# TEXT
☆ ☆ ☆ ☆

Die Einigung mit den Verwertungsgesellschaften fußt auf dem gemeinsamen Verständnis, dass diese Verwertungsgesellschaften die Rechte aller Berechtigten vertreten und alle geltend gemachten Ansprüche mit der Zahlung abgegolten sind. Dies schließt einen Verlegeranteil ein.

Der Bundesgerichtshof hat in seinem Urteil klargestellt, dass die pauschale Beteiligung der Verlage an diesen Abgaben unwirksam ist. Verlage könnten allenfalls dann Berechtigte sein, wenn sie Inhaber von abgeleiteten Rechten sind. Es ist Sache der Verwertungsgesellschaften nun zu prüfen und zu entscheiden, inwieweit Verlage an den Abgaben in Zukunft noch beteiligt werden können.

☆ ☆ ☆ ☆

# DATENÜBERSICHT
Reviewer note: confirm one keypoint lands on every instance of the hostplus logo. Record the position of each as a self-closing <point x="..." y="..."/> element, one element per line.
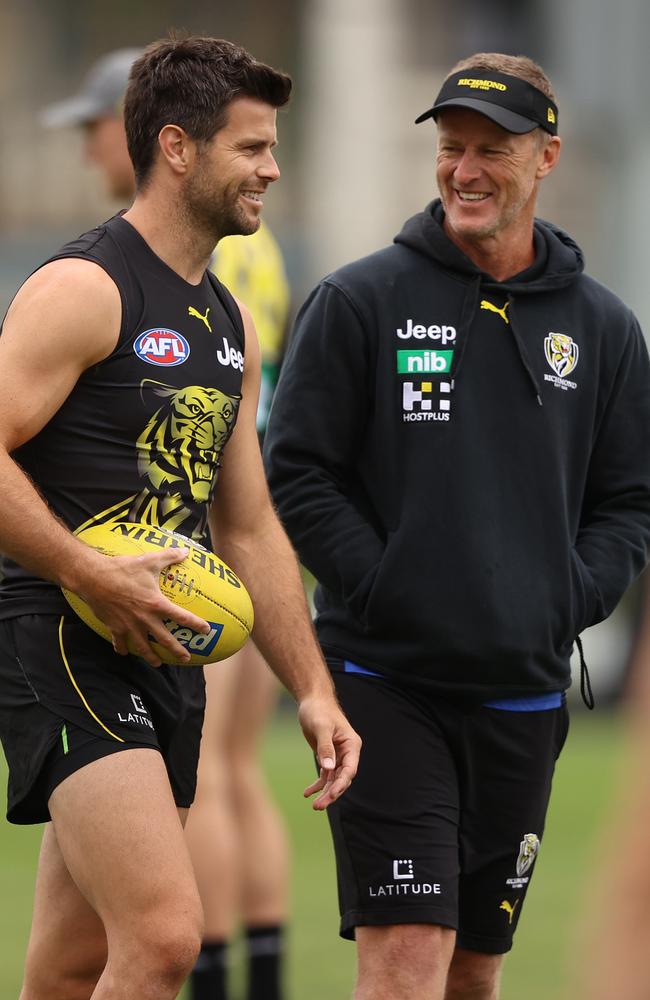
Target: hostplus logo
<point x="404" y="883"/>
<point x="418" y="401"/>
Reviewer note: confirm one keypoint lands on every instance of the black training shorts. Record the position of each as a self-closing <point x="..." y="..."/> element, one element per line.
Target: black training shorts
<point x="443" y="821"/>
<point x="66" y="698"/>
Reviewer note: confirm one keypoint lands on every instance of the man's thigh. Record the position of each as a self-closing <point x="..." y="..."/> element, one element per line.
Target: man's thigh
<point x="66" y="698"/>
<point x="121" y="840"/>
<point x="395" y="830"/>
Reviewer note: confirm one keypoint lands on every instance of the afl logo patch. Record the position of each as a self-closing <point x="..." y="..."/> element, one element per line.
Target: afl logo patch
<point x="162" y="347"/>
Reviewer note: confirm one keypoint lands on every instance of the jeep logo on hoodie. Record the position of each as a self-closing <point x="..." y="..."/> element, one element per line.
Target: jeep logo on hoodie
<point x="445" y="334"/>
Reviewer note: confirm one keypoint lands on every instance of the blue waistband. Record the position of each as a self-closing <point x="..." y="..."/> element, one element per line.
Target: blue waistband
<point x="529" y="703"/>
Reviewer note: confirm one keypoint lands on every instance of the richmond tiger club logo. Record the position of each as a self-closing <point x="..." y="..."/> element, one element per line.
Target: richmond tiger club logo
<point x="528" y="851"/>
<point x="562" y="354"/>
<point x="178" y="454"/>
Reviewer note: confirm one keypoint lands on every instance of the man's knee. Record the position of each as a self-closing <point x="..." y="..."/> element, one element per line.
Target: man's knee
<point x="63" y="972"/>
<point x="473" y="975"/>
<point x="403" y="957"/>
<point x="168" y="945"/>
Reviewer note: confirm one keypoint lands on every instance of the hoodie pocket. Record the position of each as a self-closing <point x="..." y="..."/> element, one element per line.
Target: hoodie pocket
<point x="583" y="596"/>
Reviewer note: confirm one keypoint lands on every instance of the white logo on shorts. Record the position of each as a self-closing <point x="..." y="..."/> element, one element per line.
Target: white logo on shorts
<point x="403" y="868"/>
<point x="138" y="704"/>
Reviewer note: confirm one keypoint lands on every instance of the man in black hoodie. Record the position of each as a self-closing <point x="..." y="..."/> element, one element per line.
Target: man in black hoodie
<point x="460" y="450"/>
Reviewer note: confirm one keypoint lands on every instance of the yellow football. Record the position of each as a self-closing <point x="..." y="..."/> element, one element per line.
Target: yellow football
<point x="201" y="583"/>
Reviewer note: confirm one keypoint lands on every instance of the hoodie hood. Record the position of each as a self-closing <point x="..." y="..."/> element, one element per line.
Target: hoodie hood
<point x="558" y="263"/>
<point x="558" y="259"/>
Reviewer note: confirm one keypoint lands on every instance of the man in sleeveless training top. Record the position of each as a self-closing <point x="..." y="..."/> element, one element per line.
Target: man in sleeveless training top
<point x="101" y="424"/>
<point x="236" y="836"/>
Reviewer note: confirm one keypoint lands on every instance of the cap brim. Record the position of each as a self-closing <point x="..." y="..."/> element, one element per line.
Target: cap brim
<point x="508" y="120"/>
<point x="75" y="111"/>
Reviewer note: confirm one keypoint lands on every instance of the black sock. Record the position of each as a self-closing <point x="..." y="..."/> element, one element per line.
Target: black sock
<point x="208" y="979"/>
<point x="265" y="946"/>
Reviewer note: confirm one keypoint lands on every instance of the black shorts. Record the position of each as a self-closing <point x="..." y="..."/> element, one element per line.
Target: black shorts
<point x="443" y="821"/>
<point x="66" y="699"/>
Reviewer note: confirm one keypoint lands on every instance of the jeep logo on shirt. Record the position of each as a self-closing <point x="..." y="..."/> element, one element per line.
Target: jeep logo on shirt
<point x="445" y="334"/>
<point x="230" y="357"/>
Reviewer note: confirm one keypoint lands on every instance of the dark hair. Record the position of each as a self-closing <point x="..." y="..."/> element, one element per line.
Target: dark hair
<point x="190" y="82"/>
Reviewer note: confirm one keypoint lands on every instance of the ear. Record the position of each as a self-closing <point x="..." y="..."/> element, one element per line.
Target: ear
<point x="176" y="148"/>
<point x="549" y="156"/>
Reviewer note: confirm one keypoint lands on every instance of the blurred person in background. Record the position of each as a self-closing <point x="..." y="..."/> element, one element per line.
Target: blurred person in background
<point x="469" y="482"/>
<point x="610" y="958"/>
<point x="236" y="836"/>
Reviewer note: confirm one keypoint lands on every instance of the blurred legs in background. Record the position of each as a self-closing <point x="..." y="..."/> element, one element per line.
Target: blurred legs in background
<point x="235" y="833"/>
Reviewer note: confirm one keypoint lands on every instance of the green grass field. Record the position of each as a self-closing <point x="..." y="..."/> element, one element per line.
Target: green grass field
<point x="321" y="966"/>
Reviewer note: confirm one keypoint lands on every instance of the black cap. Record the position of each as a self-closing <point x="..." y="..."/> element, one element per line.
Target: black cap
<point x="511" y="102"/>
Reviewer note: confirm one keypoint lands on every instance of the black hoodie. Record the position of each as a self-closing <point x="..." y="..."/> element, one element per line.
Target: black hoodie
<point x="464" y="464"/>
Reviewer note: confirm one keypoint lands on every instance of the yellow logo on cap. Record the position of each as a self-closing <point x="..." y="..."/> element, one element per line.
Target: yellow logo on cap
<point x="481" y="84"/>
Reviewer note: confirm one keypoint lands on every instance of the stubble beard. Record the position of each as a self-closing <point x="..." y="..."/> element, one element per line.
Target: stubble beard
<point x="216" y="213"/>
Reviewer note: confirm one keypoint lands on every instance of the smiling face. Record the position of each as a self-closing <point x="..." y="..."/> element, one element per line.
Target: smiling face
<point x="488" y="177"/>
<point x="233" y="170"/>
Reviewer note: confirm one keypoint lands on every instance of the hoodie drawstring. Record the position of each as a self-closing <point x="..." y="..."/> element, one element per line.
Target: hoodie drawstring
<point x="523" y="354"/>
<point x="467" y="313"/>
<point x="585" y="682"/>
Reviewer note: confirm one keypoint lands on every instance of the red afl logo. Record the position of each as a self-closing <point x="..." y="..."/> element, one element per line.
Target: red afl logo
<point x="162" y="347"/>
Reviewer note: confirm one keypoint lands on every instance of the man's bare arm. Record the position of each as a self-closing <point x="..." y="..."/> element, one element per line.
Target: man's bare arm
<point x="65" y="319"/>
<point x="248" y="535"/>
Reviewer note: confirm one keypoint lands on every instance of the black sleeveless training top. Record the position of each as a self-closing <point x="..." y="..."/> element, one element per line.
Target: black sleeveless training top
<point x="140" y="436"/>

☆ ☆ ☆ ☆

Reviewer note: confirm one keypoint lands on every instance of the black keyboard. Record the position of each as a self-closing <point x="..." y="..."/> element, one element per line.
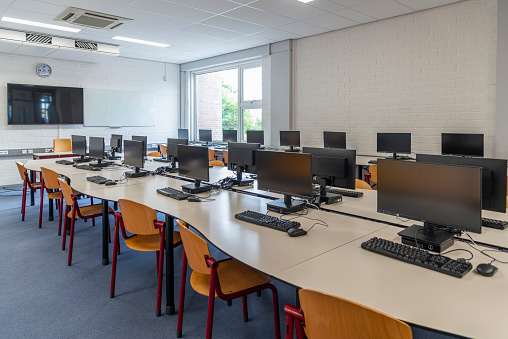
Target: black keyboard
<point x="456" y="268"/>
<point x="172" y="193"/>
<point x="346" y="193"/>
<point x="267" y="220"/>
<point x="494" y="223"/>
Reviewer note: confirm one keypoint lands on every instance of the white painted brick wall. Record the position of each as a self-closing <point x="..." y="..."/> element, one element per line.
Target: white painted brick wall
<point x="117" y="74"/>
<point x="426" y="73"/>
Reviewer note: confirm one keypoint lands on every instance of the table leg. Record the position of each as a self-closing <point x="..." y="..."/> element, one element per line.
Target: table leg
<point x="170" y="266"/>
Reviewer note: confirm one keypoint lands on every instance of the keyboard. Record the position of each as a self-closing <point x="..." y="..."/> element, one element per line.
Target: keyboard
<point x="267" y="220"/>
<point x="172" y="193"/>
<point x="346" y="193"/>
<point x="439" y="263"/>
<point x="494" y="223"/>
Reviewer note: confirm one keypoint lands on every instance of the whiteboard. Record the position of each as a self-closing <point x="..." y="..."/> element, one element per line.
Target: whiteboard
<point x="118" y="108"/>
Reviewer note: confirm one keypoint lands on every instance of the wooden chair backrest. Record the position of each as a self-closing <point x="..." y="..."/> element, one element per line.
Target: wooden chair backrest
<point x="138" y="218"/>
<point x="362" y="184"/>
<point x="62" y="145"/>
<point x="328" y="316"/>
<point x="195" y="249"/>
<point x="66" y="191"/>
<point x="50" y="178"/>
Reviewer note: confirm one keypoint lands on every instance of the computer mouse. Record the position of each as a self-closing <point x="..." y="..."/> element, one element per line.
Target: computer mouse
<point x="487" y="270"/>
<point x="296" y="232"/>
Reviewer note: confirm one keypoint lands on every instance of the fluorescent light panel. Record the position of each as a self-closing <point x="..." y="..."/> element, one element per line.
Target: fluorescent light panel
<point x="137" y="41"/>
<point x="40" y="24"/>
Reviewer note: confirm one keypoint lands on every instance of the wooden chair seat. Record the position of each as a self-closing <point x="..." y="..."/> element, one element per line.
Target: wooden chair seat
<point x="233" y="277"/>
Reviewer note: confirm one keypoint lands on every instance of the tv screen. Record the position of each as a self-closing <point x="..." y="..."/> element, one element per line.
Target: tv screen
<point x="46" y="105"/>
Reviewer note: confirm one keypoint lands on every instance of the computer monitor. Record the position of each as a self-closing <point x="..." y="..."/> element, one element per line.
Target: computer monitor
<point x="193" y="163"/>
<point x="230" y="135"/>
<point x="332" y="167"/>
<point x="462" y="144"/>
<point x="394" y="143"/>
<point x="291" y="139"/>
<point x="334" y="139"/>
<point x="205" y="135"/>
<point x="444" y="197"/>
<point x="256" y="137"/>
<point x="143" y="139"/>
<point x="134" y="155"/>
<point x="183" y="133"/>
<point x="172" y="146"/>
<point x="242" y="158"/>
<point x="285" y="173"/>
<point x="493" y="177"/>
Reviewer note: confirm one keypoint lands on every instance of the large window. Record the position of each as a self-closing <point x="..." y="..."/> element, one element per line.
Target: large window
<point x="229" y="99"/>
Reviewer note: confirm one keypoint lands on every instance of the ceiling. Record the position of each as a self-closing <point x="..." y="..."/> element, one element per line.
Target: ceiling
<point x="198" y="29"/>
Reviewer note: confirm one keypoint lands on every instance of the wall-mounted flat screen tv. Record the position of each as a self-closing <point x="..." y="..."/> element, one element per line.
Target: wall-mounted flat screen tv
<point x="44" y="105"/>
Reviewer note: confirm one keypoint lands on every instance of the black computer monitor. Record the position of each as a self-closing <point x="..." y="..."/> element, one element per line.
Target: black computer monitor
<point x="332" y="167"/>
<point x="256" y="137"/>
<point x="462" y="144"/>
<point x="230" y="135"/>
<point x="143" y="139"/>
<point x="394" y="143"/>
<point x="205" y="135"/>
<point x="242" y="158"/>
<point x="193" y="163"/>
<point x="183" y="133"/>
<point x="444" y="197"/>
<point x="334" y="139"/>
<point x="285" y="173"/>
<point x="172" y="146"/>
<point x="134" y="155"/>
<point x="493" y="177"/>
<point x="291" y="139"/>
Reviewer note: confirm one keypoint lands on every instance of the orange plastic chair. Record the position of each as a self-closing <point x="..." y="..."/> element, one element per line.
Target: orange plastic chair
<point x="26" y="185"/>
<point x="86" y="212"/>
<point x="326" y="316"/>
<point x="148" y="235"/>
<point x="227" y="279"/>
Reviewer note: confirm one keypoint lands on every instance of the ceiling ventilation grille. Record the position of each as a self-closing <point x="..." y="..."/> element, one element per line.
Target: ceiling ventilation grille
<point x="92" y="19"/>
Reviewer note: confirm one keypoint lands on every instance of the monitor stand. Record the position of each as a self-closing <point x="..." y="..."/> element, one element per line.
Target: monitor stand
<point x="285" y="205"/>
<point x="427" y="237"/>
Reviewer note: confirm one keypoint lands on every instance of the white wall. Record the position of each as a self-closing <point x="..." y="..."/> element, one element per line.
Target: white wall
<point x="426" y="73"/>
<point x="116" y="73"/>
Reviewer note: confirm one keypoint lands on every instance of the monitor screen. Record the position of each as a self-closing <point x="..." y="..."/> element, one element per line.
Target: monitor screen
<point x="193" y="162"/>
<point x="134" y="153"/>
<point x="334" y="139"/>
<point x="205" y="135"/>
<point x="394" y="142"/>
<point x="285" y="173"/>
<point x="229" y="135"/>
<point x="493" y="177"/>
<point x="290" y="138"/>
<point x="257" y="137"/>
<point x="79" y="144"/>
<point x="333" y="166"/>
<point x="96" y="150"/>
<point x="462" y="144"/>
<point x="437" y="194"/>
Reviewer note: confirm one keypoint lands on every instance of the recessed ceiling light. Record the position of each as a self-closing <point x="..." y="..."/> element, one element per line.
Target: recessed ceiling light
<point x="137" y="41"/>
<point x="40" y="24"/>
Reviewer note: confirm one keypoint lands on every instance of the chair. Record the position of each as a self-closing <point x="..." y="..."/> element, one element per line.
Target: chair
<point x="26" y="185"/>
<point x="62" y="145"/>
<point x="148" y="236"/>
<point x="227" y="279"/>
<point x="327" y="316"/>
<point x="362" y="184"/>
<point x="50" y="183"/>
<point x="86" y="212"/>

☆ ☆ ☆ ☆

# AUFGABEN
1: Schreiben Sie aus dem Text über die Verlegerbeteiligung den Abschnitt ab, der mit „Die Einigung mit“ beginnt und mit „beteiligt werden können.“ endet.
2: Beantworten Sie die folgenden Fragen zum Text über die Verlegerbeteiligung.
(a) Welches Gericht hat in seinem Urteil klargestellt, dass die pauschale Beteiligung der Verlage an den Abgaben unwirksam ist?
(b) Was ist in den mit der Zahlung abgegoltenen Ansprüchen laut der Einigung eingeschlossen?
(c) Unter welcher Bedingung könnten Verlage allenfalls Berechtigte sein?

# LÖSUNGEN
1:
Die Einigung mit den Verwertungsgesellschaften fußt auf dem gemeinsamen Verständnis, dass diese Verwertungsgesellschaften die Rechte aller Berechtigten vertreten und alle geltend gemachten Ansprüche mit der Zahlung abgegolten sind. Dies schließt einen Verlegeranteil ein.

Der Bundesgerichtshof hat in seinem Urteil klargestellt, dass die pauschale Beteiligung der Verlage an diesen Abgaben unwirksam ist. Verlage könnten allenfalls dann Berechtigte sein, wenn sie Inhaber von abgeleiteten Rechten sind. Es ist Sache der Verwertungsgesellschaften nun zu prüfen und zu entscheiden, inwieweit Verlage an den Abgaben in Zukunft noch beteiligt werden können.

2:
(a) Der Bundesgerichtshof.
(b) Ein Verlegeranteil.
(c) Wenn sie Inhaber von abgeleiteten Rechten sind.